## [Text segment]
During the first quarter of the seventh century, the Qur'an was revealed into this world of pre-Islamic Arabia, with its warrior caste's never-ending battles against tyrant time.

Islam's sacred text was communicated to the people of Mecca by Prophet Muhammad, in the Hejaz, the western barrier that separates the coastal plains of Arabia (Tihama) from the highlands of Najd.

The Qur'an is an apocalyptic text. As revelation it is a divine irruption into the world of man and thus heralds the onset of the End Time. As the last in a long sequence of such revelatory irruptions over the course of human history, it signals the end of history, for it clarifies once and for all what is right and what is wrong. Thus revelation represents the first stage of the Last Judgement.

Human autonomy is the consequence of God's gift of choice to man. The decision whether to comply and acknowledge God's authority or violently recuse it represents the second stage of the Last Judgement. God has sent the Qur'an from heaven to earth because of the violence of human unbelief (kufr). Central to the Qur'anic notion of unbelief is the idea of ingratitude. Apostasy, idolatry, hypocrisy, obstinacy in rejecting God's message, com­placency, arrogance, irreverence, impiety, these are some of the major characteristics of unbelievers. At their heart lies a fundamental sense of a lack of gratitude to God for the gifts of His creation, for His clemency and solicitude for man, for His overwhelming benefaction. God has filled the world with the signs of His kindnesses, pre-eminent among which are the verses of His revelation. Acts of benefaction were thought to require expression of gratitude on behalf of those who received the benefit. Thus, rejection of God's signs and of the verses of the Qur'an was a failure adequately to express gratitude to the benefactor, God. Such ungrateful disobedience in rejecting God's message merited hell-fire (Qur'an 2:39).

## [Short problem a]
Rewrite the entries from the line containing "Identify the wooden shelf" down to the last entry, changing "annotate" to "tag" and leaving everything else as it is.

## [Provided data]
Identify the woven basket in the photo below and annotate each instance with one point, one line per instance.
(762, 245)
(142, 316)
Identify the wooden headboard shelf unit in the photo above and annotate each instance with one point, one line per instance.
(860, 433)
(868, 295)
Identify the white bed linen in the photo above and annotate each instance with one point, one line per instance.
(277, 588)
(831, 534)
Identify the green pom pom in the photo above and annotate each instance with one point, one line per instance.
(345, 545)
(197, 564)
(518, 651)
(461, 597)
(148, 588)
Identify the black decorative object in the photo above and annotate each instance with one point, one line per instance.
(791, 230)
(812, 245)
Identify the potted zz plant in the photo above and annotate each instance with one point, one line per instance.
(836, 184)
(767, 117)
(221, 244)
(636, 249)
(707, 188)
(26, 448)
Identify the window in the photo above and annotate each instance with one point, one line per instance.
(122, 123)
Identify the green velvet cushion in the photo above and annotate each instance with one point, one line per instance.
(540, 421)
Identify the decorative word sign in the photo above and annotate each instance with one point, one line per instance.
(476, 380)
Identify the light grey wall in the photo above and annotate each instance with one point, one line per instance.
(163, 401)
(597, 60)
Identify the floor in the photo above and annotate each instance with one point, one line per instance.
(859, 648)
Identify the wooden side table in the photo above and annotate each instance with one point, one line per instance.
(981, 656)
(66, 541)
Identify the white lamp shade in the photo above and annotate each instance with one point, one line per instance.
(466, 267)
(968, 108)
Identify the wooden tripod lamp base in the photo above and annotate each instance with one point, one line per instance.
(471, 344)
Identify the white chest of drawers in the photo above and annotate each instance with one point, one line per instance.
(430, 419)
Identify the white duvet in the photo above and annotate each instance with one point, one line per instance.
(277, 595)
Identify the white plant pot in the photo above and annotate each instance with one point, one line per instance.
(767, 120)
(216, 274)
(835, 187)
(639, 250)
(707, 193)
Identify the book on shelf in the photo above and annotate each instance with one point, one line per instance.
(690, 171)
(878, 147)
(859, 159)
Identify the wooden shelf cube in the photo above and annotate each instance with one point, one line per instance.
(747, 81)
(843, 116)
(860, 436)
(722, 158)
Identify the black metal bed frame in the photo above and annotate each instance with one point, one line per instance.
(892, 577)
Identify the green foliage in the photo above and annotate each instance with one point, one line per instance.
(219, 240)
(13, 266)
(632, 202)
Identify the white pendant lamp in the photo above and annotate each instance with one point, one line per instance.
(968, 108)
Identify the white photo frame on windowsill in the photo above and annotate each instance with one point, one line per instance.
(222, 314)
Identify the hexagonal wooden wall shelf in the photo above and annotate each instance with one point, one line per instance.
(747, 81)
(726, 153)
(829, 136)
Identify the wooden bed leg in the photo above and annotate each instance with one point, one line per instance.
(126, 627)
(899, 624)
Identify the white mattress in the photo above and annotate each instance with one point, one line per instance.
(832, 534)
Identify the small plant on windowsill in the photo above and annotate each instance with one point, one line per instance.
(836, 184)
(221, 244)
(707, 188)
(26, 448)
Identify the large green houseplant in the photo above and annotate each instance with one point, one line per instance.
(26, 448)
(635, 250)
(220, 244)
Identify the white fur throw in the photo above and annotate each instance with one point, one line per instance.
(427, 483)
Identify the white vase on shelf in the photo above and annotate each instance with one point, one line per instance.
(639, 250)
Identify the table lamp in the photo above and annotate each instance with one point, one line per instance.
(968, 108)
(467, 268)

## [Short problem b]
Answer these from the passage on the Qur'an:
(i) In which region did Prophet Muhammad communicate the Qur'an to the people of Mecca?
(ii) What idea is central to the Qur'anic notion of unbelief?
(iii) What did ungrateful disobedience in rejecting God's message merit?

## [Worked solution a]
Identify the wooden shelf cube in the photo above and tag each instance with one point, one line per instance.
(747, 81)
(843, 116)
(860, 436)
(722, 158)
Identify the black metal bed frame in the photo above and tag each instance with one point, one line per instance.
(892, 577)
Identify the green foliage in the photo above and tag each instance with one point, one line per instance.
(219, 240)
(13, 266)
(632, 202)
Identify the white pendant lamp in the photo above and tag each instance with one point, one line per instance.
(968, 108)
Identify the white photo frame on windowsill in the photo above and tag each instance with one point, one line per instance.
(222, 314)
Identify the hexagonal wooden wall shelf in the photo above and tag each instance with one point, one line per instance.
(747, 81)
(726, 153)
(829, 136)
Identify the wooden bed leg in the photo above and tag each instance with one point, one line per instance.
(126, 627)
(899, 624)
Identify the white mattress in the photo above and tag each instance with one point, one line per instance.
(832, 534)
Identify the small plant on windowsill in the photo above and tag each instance with one point, one line per instance.
(836, 184)
(221, 244)
(707, 188)
(26, 448)
Identify the large green houseplant in the photo above and tag each instance with one point, one line per instance.
(26, 448)
(635, 250)
(220, 244)
Identify the white fur throw in the photo above and tag each instance with one point, one line per instance.
(427, 483)
Identify the white vase on shelf in the photo above and tag each instance with one point, one line per instance.
(639, 250)
Identify the table lamp in the photo above and tag each instance with one point, one line per instance.
(968, 108)
(467, 268)

## [Worked solution b]
(i) The Hejaz
(ii) Ingratitude
(iii) Hell-fire (Qur'an 2:39)